YOUR TASK:
Could you please write out the data shown below, exactly and in full?

__________________________________________________

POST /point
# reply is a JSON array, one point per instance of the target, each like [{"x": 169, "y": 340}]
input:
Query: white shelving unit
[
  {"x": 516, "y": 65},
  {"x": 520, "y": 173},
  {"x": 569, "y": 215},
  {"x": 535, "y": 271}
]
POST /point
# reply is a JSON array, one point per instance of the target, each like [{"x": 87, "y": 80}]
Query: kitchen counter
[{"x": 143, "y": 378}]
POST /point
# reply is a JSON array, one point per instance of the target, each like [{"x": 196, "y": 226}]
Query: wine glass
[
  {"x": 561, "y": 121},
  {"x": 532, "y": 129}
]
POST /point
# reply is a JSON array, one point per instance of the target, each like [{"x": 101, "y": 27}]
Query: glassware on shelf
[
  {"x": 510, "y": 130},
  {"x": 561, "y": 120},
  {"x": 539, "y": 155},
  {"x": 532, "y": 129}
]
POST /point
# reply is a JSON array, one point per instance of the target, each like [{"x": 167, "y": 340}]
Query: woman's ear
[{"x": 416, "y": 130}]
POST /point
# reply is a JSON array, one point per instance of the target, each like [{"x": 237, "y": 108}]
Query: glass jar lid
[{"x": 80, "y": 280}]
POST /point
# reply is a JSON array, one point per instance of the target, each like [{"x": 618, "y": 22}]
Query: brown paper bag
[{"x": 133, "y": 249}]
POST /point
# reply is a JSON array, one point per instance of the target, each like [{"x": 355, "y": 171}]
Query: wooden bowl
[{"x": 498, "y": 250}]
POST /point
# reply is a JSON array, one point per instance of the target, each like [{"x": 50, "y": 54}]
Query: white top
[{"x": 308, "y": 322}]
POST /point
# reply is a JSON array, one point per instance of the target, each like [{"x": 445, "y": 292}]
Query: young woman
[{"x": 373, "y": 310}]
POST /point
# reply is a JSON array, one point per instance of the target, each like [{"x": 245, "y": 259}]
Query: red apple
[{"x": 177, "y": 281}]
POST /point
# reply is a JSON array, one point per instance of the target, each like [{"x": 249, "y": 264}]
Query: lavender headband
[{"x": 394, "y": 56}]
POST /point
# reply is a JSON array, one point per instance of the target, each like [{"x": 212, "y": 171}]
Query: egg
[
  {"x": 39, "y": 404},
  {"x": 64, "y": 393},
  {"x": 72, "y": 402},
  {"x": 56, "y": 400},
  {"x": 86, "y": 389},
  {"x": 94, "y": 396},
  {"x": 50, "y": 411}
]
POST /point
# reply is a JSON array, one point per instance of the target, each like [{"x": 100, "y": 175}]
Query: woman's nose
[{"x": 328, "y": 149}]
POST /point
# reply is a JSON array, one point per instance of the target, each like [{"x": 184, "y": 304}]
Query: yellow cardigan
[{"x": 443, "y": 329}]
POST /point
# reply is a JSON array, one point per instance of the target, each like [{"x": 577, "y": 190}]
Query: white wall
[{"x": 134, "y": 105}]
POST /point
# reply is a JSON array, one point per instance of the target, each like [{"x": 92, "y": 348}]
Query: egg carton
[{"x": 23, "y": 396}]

__________________________________________________

RESULT OF THE EXERCISE:
POST /point
# reply is a JSON array, one point per instance of the target, each like [{"x": 169, "y": 340}]
input:
Query: white shelving unit
[
  {"x": 516, "y": 65},
  {"x": 520, "y": 173},
  {"x": 569, "y": 215},
  {"x": 535, "y": 271}
]
POST /point
# reply is a JSON array, one point per instance of the target, each like [{"x": 87, "y": 80}]
Query: kitchen counter
[{"x": 143, "y": 378}]
POST /point
# reply is a JSON array, one point per instance of the target, each like [{"x": 196, "y": 226}]
Query: wine glass
[
  {"x": 561, "y": 121},
  {"x": 532, "y": 129}
]
POST /point
# reply is a JSON array, one point per instance of the target, each like [{"x": 101, "y": 27}]
Query: glassware on shelf
[
  {"x": 510, "y": 130},
  {"x": 561, "y": 120},
  {"x": 539, "y": 155},
  {"x": 532, "y": 129}
]
POST /point
# reply is a JSON array, one point per instance of the target, each like [{"x": 167, "y": 340}]
Query: woman's ear
[{"x": 416, "y": 130}]
POST /point
# reply is a JSON array, one point per instance of the target, each like [{"x": 237, "y": 108}]
Query: glass jar lid
[{"x": 80, "y": 280}]
POST /point
# reply is a JSON array, one point per instance of the target, each like [{"x": 618, "y": 22}]
Query: brown paper bag
[{"x": 133, "y": 249}]
POST /point
# reply is a JSON array, one point per instance of the target, each like [{"x": 355, "y": 171}]
Query: wooden bowl
[{"x": 498, "y": 250}]
POST /point
# reply is a JSON array, one point per instance of the target, each like [{"x": 50, "y": 54}]
Query: white top
[{"x": 308, "y": 322}]
POST /point
# reply is a JSON array, one point per instance of the target, each like [{"x": 445, "y": 292}]
Query: young woman
[{"x": 373, "y": 310}]
POST /point
# reply is a JSON array, one point per instance of the target, each like [{"x": 245, "y": 259}]
Query: red apple
[{"x": 177, "y": 281}]
POST /point
# reply is a JSON array, one point per instance of the target, each like [{"x": 249, "y": 264}]
Query: lavender headband
[{"x": 394, "y": 56}]
POST /point
# reply is a JSON array, one point per instance of the target, each like [{"x": 212, "y": 171}]
Query: egg
[
  {"x": 39, "y": 404},
  {"x": 64, "y": 393},
  {"x": 72, "y": 402},
  {"x": 56, "y": 400},
  {"x": 86, "y": 389},
  {"x": 94, "y": 396},
  {"x": 50, "y": 411}
]
POST /point
# reply is a JSON array, one point per instance of the target, each like [{"x": 100, "y": 175}]
Query: woman's nose
[{"x": 328, "y": 149}]
POST /point
# reply is a JSON array, one point per instance of the target, each like [{"x": 184, "y": 304}]
Query: yellow cardigan
[{"x": 443, "y": 329}]
POST /point
# reply is a JSON array, one point per instance of the target, each like [{"x": 577, "y": 190}]
Query: white wall
[{"x": 134, "y": 105}]
POST /point
# reply is a JSON array, one point per instance of the target, each like [{"x": 92, "y": 348}]
Query: egg carton
[{"x": 23, "y": 396}]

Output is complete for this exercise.